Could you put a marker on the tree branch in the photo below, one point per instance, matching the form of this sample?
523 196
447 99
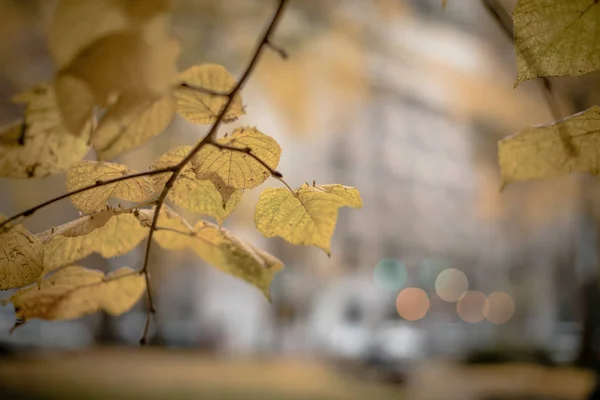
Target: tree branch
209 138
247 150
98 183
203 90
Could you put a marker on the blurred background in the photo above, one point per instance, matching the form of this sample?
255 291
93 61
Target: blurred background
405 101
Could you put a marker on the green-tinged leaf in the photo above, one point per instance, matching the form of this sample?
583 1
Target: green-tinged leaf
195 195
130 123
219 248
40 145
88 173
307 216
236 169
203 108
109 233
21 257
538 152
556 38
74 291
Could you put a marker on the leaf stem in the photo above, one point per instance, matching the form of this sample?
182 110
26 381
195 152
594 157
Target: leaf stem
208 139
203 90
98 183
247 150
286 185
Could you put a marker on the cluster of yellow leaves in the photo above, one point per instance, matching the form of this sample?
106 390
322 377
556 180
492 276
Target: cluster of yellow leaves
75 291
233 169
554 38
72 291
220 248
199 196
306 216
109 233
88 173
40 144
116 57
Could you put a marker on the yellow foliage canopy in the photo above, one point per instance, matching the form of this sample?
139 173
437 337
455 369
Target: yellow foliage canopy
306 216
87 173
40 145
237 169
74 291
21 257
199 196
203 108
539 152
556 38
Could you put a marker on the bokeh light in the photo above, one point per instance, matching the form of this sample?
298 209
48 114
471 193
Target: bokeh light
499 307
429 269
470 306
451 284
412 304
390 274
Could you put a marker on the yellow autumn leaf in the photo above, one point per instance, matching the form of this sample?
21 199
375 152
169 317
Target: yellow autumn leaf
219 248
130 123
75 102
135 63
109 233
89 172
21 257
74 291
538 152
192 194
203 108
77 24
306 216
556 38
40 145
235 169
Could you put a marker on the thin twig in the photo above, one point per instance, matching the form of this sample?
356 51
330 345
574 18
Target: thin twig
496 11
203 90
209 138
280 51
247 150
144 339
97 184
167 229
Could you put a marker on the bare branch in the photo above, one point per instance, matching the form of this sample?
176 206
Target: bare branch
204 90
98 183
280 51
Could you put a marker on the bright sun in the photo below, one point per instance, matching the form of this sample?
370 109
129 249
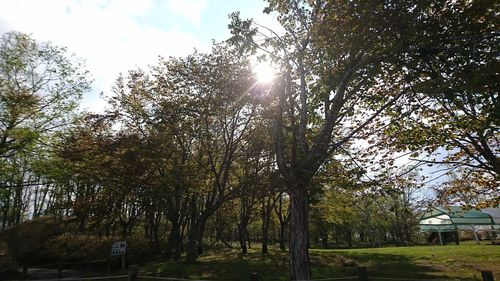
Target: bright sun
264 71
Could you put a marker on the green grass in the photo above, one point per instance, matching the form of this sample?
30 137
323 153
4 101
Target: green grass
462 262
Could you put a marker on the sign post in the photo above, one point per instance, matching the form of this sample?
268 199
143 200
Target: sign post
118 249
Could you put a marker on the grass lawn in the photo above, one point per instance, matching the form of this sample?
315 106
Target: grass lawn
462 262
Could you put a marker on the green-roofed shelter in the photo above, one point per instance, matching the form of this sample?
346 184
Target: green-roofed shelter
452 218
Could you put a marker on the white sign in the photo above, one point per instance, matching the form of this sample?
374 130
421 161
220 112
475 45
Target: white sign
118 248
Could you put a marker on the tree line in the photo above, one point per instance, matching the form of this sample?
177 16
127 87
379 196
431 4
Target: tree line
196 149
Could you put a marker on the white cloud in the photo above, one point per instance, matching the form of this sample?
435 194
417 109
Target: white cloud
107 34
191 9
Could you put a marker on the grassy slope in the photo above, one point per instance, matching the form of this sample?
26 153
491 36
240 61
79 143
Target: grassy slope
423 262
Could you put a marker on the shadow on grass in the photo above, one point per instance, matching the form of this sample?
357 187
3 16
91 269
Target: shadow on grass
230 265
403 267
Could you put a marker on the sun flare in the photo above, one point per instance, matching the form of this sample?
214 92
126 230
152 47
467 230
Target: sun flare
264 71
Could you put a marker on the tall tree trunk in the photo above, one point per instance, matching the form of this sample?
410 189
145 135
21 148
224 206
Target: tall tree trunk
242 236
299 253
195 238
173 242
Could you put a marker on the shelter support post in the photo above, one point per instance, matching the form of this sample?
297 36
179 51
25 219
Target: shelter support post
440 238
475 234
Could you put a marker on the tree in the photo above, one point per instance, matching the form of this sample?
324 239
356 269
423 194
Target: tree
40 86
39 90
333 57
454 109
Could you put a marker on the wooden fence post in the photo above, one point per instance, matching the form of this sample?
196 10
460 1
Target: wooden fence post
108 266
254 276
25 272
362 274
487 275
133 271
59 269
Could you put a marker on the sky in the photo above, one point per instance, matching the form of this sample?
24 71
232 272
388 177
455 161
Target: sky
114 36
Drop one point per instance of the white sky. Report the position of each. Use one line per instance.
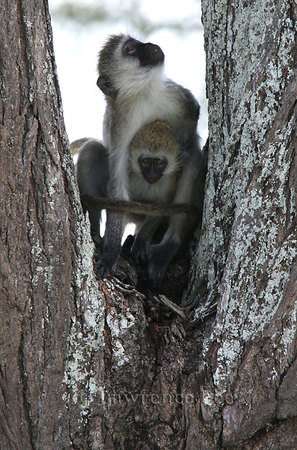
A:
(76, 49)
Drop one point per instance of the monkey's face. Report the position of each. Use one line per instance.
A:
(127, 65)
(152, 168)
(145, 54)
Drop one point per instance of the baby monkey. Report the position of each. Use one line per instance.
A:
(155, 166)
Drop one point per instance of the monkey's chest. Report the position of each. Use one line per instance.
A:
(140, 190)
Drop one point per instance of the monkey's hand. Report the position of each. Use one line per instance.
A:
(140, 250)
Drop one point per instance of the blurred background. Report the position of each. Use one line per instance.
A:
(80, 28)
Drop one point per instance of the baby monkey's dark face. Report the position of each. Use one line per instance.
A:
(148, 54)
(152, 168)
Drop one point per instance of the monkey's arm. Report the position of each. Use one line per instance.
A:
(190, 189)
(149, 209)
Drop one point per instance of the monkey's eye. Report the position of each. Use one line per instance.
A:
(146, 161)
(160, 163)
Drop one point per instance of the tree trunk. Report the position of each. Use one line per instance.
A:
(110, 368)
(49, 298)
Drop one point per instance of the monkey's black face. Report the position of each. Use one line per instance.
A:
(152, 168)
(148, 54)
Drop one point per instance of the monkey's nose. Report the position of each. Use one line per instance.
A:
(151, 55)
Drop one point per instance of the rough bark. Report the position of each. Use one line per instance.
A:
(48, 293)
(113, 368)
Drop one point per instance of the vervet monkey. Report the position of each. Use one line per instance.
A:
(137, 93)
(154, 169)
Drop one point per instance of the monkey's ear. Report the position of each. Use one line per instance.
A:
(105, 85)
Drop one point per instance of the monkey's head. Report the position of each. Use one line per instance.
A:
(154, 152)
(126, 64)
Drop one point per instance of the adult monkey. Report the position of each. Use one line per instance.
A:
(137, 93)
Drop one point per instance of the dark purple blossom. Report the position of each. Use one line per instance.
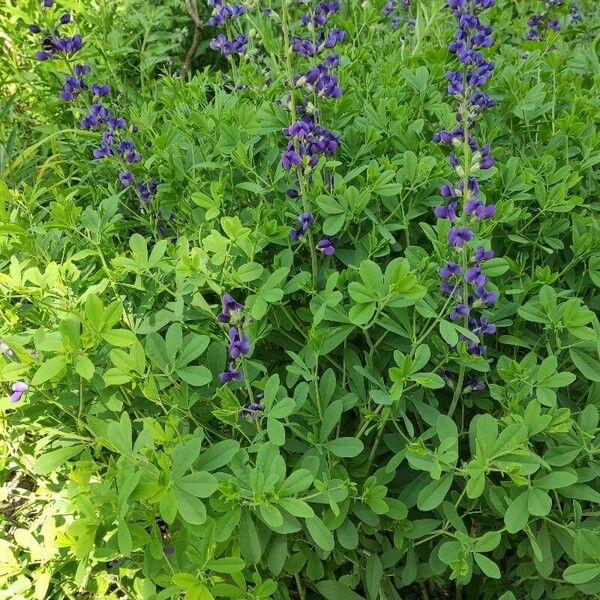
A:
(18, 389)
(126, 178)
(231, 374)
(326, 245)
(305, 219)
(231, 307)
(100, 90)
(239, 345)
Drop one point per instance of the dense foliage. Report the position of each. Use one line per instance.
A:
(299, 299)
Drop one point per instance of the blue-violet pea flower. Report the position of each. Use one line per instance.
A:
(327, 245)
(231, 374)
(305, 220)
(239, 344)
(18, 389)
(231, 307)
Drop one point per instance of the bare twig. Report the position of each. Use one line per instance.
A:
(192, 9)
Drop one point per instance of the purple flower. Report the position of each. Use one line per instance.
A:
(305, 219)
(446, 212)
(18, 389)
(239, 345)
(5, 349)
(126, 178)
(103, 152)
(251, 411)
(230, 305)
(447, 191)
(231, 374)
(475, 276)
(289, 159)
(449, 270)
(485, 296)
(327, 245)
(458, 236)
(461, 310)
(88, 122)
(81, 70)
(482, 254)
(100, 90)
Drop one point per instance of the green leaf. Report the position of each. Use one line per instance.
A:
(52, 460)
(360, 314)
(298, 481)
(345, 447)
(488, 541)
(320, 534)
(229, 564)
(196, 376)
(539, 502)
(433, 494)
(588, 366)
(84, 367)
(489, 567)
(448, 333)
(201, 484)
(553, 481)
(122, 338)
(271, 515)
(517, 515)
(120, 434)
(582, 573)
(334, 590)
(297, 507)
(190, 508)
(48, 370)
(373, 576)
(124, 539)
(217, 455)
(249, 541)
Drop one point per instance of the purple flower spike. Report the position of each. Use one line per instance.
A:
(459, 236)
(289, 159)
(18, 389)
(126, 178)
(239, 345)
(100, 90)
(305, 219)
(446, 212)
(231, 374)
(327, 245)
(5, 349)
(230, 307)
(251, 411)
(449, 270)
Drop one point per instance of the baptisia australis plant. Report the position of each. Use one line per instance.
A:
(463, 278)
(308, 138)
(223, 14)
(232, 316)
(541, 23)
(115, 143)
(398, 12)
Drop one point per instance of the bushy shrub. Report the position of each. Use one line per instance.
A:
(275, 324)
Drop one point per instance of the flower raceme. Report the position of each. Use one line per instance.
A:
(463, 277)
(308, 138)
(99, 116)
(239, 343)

● ● ● ● ●

» Task instructions
Find the line that contains "Drop one point per instance of the green" in the listing above. Retype it and every line after it up to the last, exactly, and nothing else.

» Right answer
Drop one point per instance of the green leaf. Report the position of each. Use one line per instance.
A:
(52, 460)
(360, 314)
(298, 481)
(345, 447)
(488, 541)
(320, 534)
(229, 564)
(196, 376)
(539, 502)
(433, 494)
(588, 366)
(84, 367)
(489, 567)
(448, 333)
(201, 484)
(553, 481)
(122, 338)
(271, 515)
(517, 515)
(120, 434)
(582, 573)
(334, 590)
(297, 507)
(190, 508)
(48, 370)
(373, 576)
(124, 539)
(217, 455)
(249, 541)
Drop one point per instance of the purple flower spike. Report the position of each. Use one line per instance.
A:
(459, 236)
(289, 159)
(18, 389)
(126, 178)
(239, 345)
(100, 90)
(305, 219)
(446, 212)
(231, 374)
(327, 245)
(5, 349)
(230, 307)
(251, 411)
(449, 270)
Drop one point per instance of the baptisia australis plant. Report the position of each. Use one line per instance.
A:
(463, 278)
(308, 138)
(223, 14)
(232, 316)
(541, 23)
(115, 143)
(398, 12)
Drop one point per instance of the bushy shrub. Report the position of each. Use one line per instance.
A:
(275, 324)
Drop one point per instance of the flower raceme. Report the position of each. Use one line per instance.
A:
(463, 277)
(308, 138)
(99, 116)
(239, 343)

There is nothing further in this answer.